▶ [ZITIERTER AUSZUG]:
####################
Man wähnt sich in einer Folge der Krankenhaus-Serie "Emergency Room", wenn zu Beginn im OP die Kommandos rollen. Kammerflimmern! Defi! Nora, bleib bei uns! – Nora, Dr. Nora Schwarz, die angeschossen auf dem OP-Tisch liegt, ist selbst Ärztin an der Klinik, in die sie eingeliefert wurde. Doch im weiteren Verlauf entspinnt sich alles andere als ein Arztroman. Nora (Petra Schmidt-Schaller) wurde Opfer eines Überfalls im eigenen Haus, sie hat ihn überlebt, doch der Ehemann ist tot, ihr Kind verschwunden. Der SAT.1-Zweiteiler "Keine zweite Chance" nach dem Bestseller von Harlan Coben (Drehbuch: Hannah Hollinger, Regie: Alexander Dierbach) ist eine gelungene Mixtur aus Thriller und Melodram. Teil zwei folgt am 12. Dezember 2017, 20.15 Uhr.
####################
▶ [AUFGABENSTELLUNG]: Nehmen Sie den Auszug über den SAT.1-Zweiteiler „Keine zweite Chance“ nach seinem letzten Satz wieder auf und schreiben Sie ihn weiter.
####################
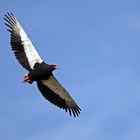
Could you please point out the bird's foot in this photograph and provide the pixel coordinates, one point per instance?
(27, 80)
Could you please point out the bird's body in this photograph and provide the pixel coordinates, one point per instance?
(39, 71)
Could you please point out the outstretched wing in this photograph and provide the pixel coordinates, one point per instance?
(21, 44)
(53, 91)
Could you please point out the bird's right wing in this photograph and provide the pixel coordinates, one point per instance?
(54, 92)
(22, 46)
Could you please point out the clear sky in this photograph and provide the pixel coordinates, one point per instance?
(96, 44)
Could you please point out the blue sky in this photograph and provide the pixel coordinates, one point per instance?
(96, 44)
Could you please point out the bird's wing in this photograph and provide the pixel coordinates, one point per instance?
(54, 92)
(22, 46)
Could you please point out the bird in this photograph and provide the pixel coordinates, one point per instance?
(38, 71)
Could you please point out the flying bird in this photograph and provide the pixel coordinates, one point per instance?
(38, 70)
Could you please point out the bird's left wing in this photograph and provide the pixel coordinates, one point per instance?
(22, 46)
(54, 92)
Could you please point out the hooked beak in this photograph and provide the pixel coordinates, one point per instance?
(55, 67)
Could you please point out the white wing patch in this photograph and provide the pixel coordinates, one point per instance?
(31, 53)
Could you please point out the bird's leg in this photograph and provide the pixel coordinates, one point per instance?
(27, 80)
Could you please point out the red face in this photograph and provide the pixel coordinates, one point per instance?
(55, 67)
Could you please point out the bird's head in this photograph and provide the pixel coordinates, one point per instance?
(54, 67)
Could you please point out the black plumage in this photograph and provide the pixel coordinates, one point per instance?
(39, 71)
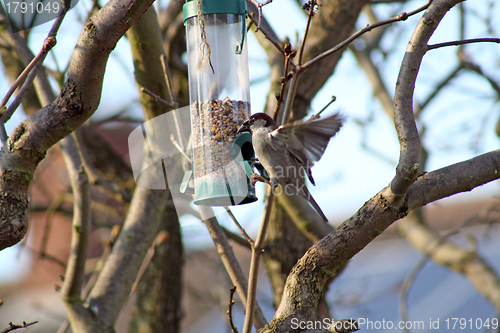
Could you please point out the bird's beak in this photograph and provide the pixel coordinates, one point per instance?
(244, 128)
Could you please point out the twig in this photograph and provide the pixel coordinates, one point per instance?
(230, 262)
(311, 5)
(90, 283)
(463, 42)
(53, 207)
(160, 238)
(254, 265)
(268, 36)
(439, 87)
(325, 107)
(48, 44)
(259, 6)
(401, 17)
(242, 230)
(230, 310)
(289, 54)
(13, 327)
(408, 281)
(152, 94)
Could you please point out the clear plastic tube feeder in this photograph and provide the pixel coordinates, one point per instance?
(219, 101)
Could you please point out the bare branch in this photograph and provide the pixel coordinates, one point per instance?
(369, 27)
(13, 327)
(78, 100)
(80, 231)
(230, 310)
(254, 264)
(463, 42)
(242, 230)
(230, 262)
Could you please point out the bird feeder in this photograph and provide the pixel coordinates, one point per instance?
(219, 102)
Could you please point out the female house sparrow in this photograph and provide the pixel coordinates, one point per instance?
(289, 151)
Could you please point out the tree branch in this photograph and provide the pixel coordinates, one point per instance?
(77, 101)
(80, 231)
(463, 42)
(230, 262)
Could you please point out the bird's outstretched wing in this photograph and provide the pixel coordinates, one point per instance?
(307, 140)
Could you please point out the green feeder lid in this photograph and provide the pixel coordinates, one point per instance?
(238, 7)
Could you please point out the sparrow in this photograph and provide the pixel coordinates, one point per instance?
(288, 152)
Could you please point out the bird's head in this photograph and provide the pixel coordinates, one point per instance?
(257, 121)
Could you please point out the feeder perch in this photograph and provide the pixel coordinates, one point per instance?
####################
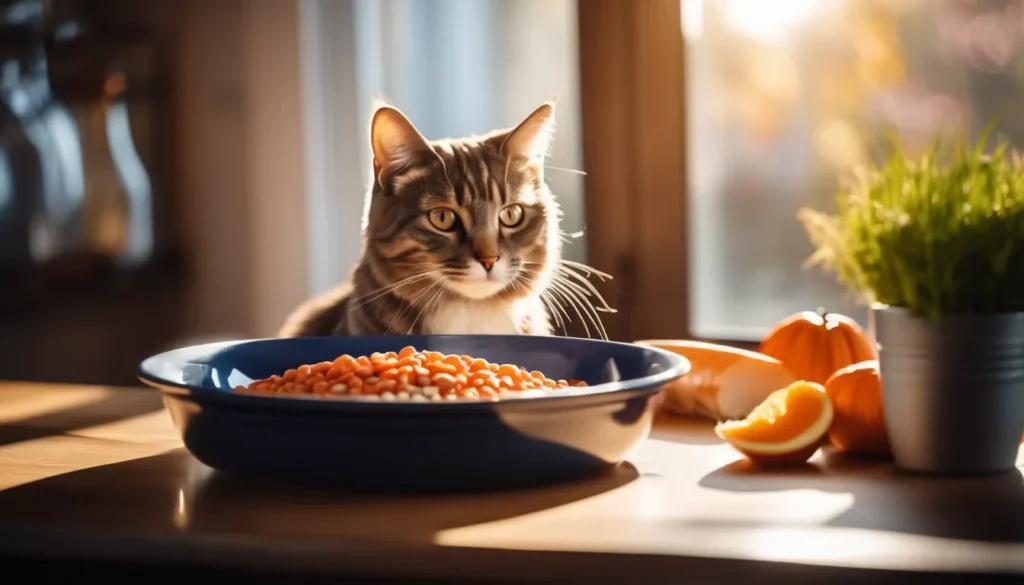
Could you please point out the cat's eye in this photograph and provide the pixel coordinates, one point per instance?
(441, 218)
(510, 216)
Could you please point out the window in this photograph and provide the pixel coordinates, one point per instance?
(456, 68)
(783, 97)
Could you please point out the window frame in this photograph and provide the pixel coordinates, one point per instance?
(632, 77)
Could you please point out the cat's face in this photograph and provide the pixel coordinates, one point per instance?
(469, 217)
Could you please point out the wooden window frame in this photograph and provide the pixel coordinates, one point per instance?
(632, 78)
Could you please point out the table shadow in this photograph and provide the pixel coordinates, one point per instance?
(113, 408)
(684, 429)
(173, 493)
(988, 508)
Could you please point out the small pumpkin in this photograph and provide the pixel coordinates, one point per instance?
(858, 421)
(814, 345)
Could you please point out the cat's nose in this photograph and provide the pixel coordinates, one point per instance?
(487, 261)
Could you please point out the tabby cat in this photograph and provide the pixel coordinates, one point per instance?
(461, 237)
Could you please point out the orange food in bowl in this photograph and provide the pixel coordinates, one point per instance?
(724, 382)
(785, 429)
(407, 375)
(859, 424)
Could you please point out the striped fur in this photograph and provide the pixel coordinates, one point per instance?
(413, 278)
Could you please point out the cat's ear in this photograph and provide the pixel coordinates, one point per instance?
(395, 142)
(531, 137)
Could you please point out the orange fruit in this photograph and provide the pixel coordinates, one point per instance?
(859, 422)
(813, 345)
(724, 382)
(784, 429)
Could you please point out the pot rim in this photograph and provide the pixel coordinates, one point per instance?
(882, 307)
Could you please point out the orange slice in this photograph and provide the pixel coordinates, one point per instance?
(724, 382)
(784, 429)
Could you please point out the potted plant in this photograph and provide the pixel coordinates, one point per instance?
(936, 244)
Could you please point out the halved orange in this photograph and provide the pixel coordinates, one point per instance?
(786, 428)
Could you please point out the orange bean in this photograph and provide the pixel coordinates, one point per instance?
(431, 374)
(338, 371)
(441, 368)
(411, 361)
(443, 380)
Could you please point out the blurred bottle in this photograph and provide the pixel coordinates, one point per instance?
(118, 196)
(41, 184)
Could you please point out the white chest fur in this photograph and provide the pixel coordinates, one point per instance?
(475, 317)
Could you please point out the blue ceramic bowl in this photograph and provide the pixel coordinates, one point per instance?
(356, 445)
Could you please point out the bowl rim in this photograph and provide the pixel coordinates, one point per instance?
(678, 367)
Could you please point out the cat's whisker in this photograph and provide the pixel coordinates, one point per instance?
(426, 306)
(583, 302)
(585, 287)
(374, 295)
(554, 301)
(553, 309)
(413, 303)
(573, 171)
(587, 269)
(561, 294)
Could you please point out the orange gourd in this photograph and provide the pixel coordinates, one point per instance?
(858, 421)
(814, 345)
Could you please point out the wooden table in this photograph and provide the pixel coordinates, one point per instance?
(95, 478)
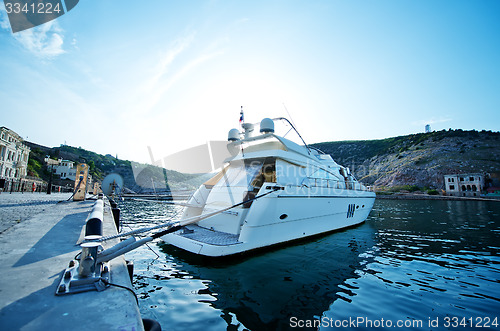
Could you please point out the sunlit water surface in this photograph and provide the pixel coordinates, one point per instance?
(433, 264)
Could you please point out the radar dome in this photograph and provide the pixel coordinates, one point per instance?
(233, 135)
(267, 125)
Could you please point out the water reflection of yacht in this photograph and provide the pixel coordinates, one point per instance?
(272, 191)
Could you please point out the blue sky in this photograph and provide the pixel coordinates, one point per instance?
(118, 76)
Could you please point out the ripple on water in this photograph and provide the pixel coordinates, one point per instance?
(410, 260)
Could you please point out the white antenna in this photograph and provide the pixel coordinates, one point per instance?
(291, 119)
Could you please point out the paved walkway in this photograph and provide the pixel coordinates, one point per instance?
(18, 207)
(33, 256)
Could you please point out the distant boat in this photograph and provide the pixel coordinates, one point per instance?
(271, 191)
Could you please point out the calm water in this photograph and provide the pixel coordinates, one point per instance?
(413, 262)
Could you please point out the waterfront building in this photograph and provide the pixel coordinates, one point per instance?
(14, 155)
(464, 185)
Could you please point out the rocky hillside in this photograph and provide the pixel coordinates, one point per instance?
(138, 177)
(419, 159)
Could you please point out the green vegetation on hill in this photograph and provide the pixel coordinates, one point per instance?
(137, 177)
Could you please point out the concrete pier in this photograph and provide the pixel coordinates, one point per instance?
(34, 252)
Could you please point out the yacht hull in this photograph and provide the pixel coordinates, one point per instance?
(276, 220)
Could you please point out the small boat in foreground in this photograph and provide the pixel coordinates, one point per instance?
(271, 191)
####################
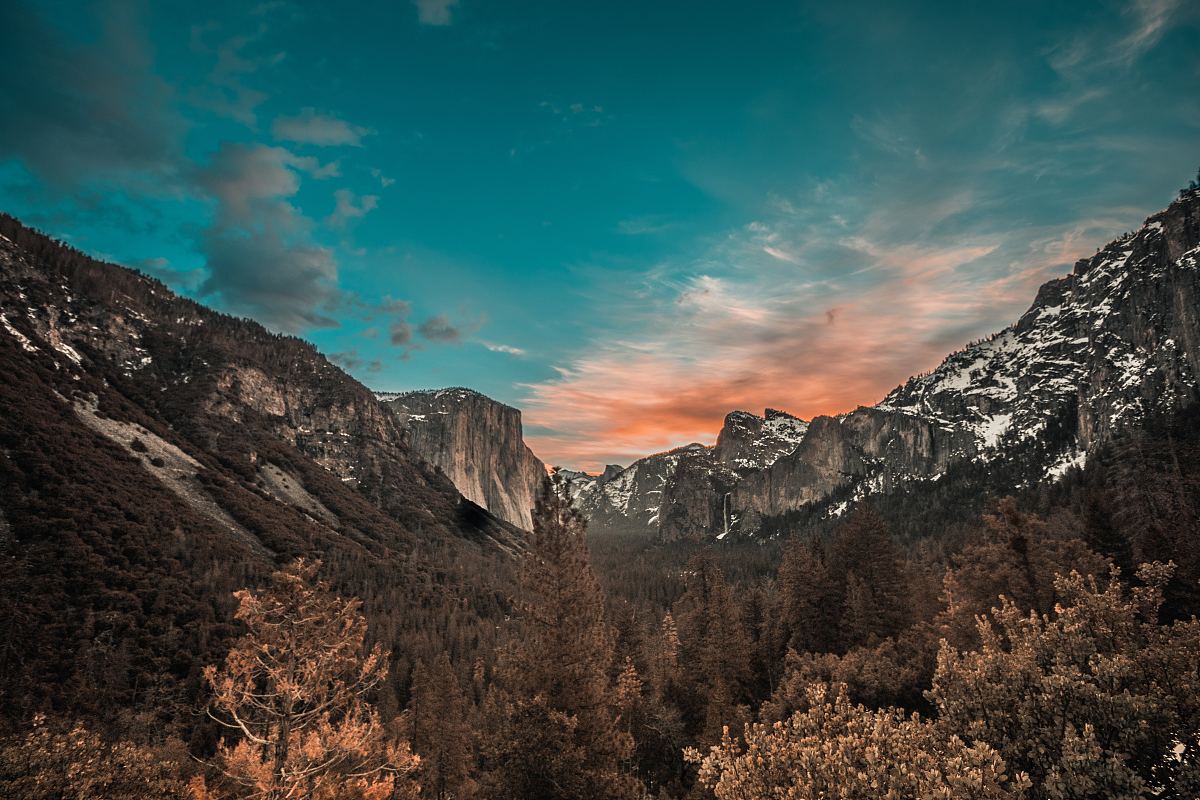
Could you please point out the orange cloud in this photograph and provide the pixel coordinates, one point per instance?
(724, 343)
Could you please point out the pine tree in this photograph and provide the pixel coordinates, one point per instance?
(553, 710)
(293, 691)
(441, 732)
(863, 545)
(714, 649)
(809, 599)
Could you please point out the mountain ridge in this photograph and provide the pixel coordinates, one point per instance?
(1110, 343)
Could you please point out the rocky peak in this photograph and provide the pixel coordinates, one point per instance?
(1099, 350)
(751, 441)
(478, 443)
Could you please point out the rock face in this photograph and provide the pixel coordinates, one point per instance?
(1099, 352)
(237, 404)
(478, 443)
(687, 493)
####################
▶ [ANTWORT]:
Nora geht der Sache mit dem Mut der Verzweiflung auf den Grund. Der Mutter eines einjährigen Babys, das – wie sich bald herausstellt – entführt worden ist, kommt entgegen, dass Robert (Murathan Muslu), ein früherer Freund, bei den gefährlichen Nachforschungen hilft. Robert war beim BKA, das zahlt sich aus. Zudem hat er seine eigene Frau, gleichfalls beim BKA, im Dienst verloren. Für Empathie ist also bis hin zur zärtlichen Berührung des gekrümmten Nora-Ohrläppchens gesorgt. Trotzdem steht Robert bald unter Verdacht – ebenso wie all die anderen auftretenden Figuren: Freunde und Verwandte, bei denen man sich nicht gewiss sein kann, auf welcher Seite sie wirklich stehen.

Was ist mit Leo Korwatsch (Sebastian Bezzel), dem befreundeten Rechtsanwalt, der sich immer so hilfsbereit und verständnisvoll gibt, andererseits aber immer so spontan in Noras Wohnung herumgeistert? Erst recht mit Noras Schwiegervater, dem alten schwerreichen Patriarchen, der das Lösegeld für die Kindsentführer, immerhin zwei Millionen, so mir nichts, dir nichts, locker macht? Der aber auch immer wieder so selbstgewiss behauptet: Wir werden Jella wiederfinden? Hanns Zischler spielt den Patriarchen exakt so dubios, dass man ihm den Drahtzieher im Hintergrund genauso zutraut wie den hilfsbereiten Schwiegervater.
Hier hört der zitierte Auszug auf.